(Records for the exercise Opens)

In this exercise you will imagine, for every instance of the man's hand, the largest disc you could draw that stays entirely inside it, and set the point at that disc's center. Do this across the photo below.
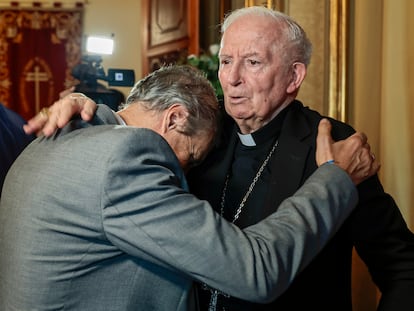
(352, 154)
(60, 113)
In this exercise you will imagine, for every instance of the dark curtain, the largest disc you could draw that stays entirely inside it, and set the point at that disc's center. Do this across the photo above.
(38, 49)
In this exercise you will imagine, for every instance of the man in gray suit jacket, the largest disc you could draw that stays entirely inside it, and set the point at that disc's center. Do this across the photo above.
(99, 217)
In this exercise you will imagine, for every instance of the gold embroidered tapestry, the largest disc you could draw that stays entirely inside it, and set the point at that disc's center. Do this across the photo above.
(38, 49)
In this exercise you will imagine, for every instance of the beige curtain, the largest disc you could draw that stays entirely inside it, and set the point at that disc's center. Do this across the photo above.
(383, 91)
(397, 99)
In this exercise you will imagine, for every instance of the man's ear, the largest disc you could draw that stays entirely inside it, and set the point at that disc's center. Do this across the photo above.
(176, 118)
(298, 75)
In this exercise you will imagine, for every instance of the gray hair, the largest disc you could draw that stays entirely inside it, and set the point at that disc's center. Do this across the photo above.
(181, 84)
(300, 47)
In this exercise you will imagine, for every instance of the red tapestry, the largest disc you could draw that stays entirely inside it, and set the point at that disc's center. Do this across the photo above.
(38, 49)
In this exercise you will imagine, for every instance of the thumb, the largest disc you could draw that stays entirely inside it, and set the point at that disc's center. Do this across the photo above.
(324, 141)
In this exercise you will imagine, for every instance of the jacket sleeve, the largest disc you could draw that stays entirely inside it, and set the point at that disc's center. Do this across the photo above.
(147, 214)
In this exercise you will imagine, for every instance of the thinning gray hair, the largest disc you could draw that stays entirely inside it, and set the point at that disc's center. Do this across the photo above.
(182, 84)
(300, 47)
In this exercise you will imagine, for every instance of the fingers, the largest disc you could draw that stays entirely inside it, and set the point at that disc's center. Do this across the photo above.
(324, 151)
(60, 113)
(67, 92)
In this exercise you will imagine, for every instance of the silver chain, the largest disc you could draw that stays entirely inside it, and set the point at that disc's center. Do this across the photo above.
(249, 191)
(215, 293)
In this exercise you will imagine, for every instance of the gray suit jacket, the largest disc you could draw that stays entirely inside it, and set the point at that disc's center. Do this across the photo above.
(98, 218)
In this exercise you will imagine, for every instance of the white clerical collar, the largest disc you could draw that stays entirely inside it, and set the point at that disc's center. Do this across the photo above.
(247, 139)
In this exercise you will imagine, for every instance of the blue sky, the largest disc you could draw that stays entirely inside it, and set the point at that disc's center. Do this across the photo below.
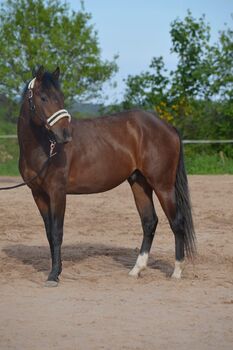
(138, 30)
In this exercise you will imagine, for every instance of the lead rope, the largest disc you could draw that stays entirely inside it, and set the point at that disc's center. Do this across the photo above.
(51, 155)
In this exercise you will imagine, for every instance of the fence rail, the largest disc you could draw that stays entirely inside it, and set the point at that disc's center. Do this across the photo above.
(184, 141)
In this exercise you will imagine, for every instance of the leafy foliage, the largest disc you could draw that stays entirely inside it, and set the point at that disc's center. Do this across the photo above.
(197, 97)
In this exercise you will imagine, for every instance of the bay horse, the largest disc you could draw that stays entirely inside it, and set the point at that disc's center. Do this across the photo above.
(96, 155)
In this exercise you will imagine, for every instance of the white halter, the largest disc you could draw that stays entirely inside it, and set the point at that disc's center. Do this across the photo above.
(55, 117)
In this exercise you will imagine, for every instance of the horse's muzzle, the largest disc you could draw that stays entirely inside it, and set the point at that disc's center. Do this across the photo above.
(62, 135)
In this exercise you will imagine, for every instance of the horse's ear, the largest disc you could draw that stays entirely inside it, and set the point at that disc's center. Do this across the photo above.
(40, 73)
(34, 72)
(56, 73)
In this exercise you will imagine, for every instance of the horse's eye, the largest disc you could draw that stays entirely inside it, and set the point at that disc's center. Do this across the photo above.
(43, 98)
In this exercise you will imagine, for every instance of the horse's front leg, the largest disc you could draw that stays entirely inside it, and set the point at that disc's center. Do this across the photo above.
(52, 210)
(57, 212)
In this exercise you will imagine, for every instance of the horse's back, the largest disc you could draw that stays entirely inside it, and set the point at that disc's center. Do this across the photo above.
(107, 150)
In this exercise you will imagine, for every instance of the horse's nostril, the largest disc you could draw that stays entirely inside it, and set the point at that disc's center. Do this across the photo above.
(66, 135)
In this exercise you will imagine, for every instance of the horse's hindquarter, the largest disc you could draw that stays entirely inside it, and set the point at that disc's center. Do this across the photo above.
(104, 152)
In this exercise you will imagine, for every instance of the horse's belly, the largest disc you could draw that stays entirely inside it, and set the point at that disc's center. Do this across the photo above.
(97, 179)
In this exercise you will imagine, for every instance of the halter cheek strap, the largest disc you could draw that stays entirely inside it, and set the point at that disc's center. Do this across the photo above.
(62, 113)
(55, 117)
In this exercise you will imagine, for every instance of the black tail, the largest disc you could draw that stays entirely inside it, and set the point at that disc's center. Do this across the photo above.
(183, 206)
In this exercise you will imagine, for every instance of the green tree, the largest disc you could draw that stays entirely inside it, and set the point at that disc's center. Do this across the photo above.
(190, 42)
(148, 88)
(47, 32)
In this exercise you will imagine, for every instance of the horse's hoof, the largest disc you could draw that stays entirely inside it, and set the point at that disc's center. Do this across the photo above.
(134, 273)
(51, 284)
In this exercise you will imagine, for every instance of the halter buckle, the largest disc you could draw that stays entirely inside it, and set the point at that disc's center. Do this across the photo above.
(52, 146)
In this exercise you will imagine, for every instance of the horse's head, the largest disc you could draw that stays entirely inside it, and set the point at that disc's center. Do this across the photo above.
(46, 103)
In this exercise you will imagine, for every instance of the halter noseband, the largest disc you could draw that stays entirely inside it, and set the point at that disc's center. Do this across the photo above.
(55, 117)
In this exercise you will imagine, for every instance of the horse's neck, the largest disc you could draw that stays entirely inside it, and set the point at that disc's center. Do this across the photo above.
(30, 136)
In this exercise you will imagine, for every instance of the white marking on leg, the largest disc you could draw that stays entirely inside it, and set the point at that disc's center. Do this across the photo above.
(140, 265)
(178, 269)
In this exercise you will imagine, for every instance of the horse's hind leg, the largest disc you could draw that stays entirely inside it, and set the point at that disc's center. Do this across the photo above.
(168, 202)
(143, 198)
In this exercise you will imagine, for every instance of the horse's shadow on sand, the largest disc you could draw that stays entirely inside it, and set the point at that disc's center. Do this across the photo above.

(Records for the exercise Closes)

Every line of the records above should be reproduced exactly, with no pictures included.

### Answer to this task
In this exercise you will imagine, for every instance of the man's hand, the largest disc you could draw that stays entirely inside it, and set the point at that disc's center. Do this across the photo below.
(352, 154)
(60, 113)
In this exercise you will imagine, for every instance of the dark curtain, the largest disc you could draw that stays entirely inside it, and set the point at that disc's center. Do this across the photo above.
(38, 49)
In this exercise you will imagine, for every instance of the man in gray suit jacket, the largest disc you could draw that stays entirely inside it, and set the point at that disc's center. Do this across the photo above.
(99, 217)
In this exercise you will imagine, for every instance of the gold embroidered tapestry, the largest disc you could draw that stays entirely inside it, and set the point at that disc's center. Do this across the photo above.
(38, 49)
In this exercise you will imagine, for every instance of the beige curtain, the largest disc you could draw that stays entirely inside it, and set the point at that disc's center. Do this across the photo above.
(383, 91)
(397, 99)
In this exercise you will imagine, for every instance of the man's ear, the largest disc you could draw that stays entirely inside it, and set the point at that disc's center. Do this across the photo above.
(176, 118)
(298, 75)
In this exercise you will imagine, for every instance of the gray hair, the largest disc you could draw that stays entirely inside it, and set the point at that disc's center. Do this across the photo above.
(181, 84)
(300, 47)
In this exercise you will imagine, for every instance of the red tapestry, the largest disc you could draw that stays entirely inside it, and set the point at that disc's center. Do this across the photo above.
(38, 49)
In this exercise you will imagine, for every instance of the thumb, the largest disc you could draw that stays entirely inside it, and set the point at that disc's center. Do this across the photo above.
(324, 141)
In this exercise you will imagine, for every instance of the jacket sleeve, the largest disc you could draw that stays entirely inside it, and set the point at that disc's center. Do this across the photo above.
(147, 214)
In this exercise you will imagine, for every instance of the thinning gray hair, the largest disc you could draw that stays entirely inside it, and set the point at that disc's center. Do this across the photo above.
(182, 84)
(300, 47)
In this exercise you will imagine, for every instance of the fingers, the largest disc you could draw that stays entirely inside it, and set the point at that disc's center. Do this across the photo above.
(324, 151)
(60, 113)
(67, 92)
In this exercise you will imagine, for every instance of the silver chain, the largest disc you could draw that stays entirely inside it, and set the point at that disc's center. Do this across the photo above.
(249, 191)
(215, 293)
In this exercise you will imagine, for every instance of the gray suit jacket, the largest disc you could draw that stays entirely inside it, and set the point at that disc's center. Do this across the photo above.
(98, 218)
In this exercise you will imagine, for every instance of the white clerical collar, the largest disc you could draw that stays entirely inside it, and set the point at that disc's center. Do this across the photo above.
(247, 139)
In this exercise you will imagine, for every instance of the blue sky, the largest disc you could draw that stays entirely inside it, and set the point at that disc's center. Do this across the photo below.
(138, 30)
In this exercise you will imagine, for every instance of the lead rope, the largest disc you could draw that stays entirely inside it, and set the point at that disc's center. Do this across the photo above.
(51, 155)
In this exercise you will imagine, for every instance of the fence rail, the largest disc you could draw that stays entirely inside it, and set the point at that disc's center. Do this across the photo above.
(184, 141)
In this exercise you will imagine, for every instance of the leafy foliage, the largest disc you could draw that stays entirely inside it, and set the point at that disc's center. Do this across the photo above.
(197, 97)
In this exercise you will imagine, for every instance of the bay horse, the largest disc you could draw that stays entirely inside it, and set the point at that disc's center. Do this across the photo above.
(96, 155)
In this exercise you will imagine, for every instance of the white halter, the largest disc you could draw that stays entirely inside it, and set the point at that disc's center. Do this across the photo above.
(55, 117)
In this exercise you will imagine, for every instance of the horse's muzzle, the largest disc you could draw that stays entirely inside it, and set the point at that disc's center. Do this across the photo above.
(62, 135)
In this exercise you will imagine, for every instance of the horse's ear, the largest disc you could draw that stays entirely inside it, and set the point at that disc's center. Do this across the photo above.
(40, 73)
(34, 72)
(56, 73)
In this exercise you will imagine, for every instance of the horse's eye, the largest disc you could draw that stays entirely inside it, and set the point at that disc's center. Do this across the photo above.
(43, 98)
In this exercise you will imagine, for every instance of the horse's front leg, the largest disc you could draw that stays entirely inside it, and set the point at that disc's center. Do this across the photo above.
(52, 210)
(57, 212)
In this exercise you will imagine, for every instance of the horse's back, the largest disc you could draw that stays entirely inside it, and set the point at that disc's center. Do this across the photo above.
(107, 150)
In this exercise you will imagine, for every instance of the horse's nostril, the largest disc you could draw that stays entirely inside it, and set the point at that disc's center. Do this across the photo above.
(66, 135)
In this exercise you will imagine, for every instance of the horse's hindquarter, the largest disc you could draw that stays entirely inside it, and set the point at that disc's center. Do this across the photo above.
(104, 152)
In this exercise you will imagine, for every instance of the horse's belly, the largest disc you could draw that stays entirely inside it, and set the point at that disc's center. Do this across the photo above.
(97, 179)
In this exercise you will imagine, for every instance of the halter cheek strap, the largest disc you could draw that stays entirely inside it, and set the point at that disc's center. Do this across the photo above.
(62, 113)
(55, 117)
In this exercise you will imagine, for every instance of the black tail, the largest disc you could draw that stays entirely inside it, and set the point at that disc's center. Do this across the photo above.
(183, 206)
In this exercise you will imagine, for every instance of the green tree, the largest disc you could draw that stays entirely inside it, and set the point at that disc's center. Do this across the photo above.
(190, 42)
(148, 88)
(47, 32)
In this exercise you will imagine, for every instance of the horse's hoof, the largest disc you could draw that stays entirely inside it, and set the point at that disc's center. Do this across the photo above.
(134, 273)
(51, 284)
In this exercise you will imagine, for every instance of the halter buckle, the largest disc you could draw that stays entirely inside it, and set the point at that disc's center. Do this across the photo above.
(52, 146)
In this exercise you will imagine, for every instance of the horse's head, the largest disc you could draw that stays entirely inside it, and set the point at that disc's center. Do this across the photo above.
(46, 103)
In this exercise you will imagine, for every instance of the halter noseband, the largest disc you could draw that stays entirely inside it, and set the point at that disc's center. Do this across the photo above.
(55, 117)
In this exercise you will imagine, for every instance of the horse's neck, the largest disc you could draw that stays entirely inside it, and set the point at that disc's center. Do this across the photo above.
(30, 136)
In this exercise you will imagine, for every instance of the white marking on leg, the largest disc you could draw that stays entirely inside it, and set the point at that disc's center. Do this across the photo above.
(140, 265)
(178, 269)
In this exercise you will imagine, for every instance of the horse's hind leg, the largest disc you could draw that stays entirely inside it, and set the point at that disc's center. Do this across the photo above.
(168, 202)
(143, 198)
In this exercise you will imagine, for every instance of the horse's shadow on sand, the largest disc you could draw that stays entirely inside it, and set the point at that disc's center. Do this across the photo above.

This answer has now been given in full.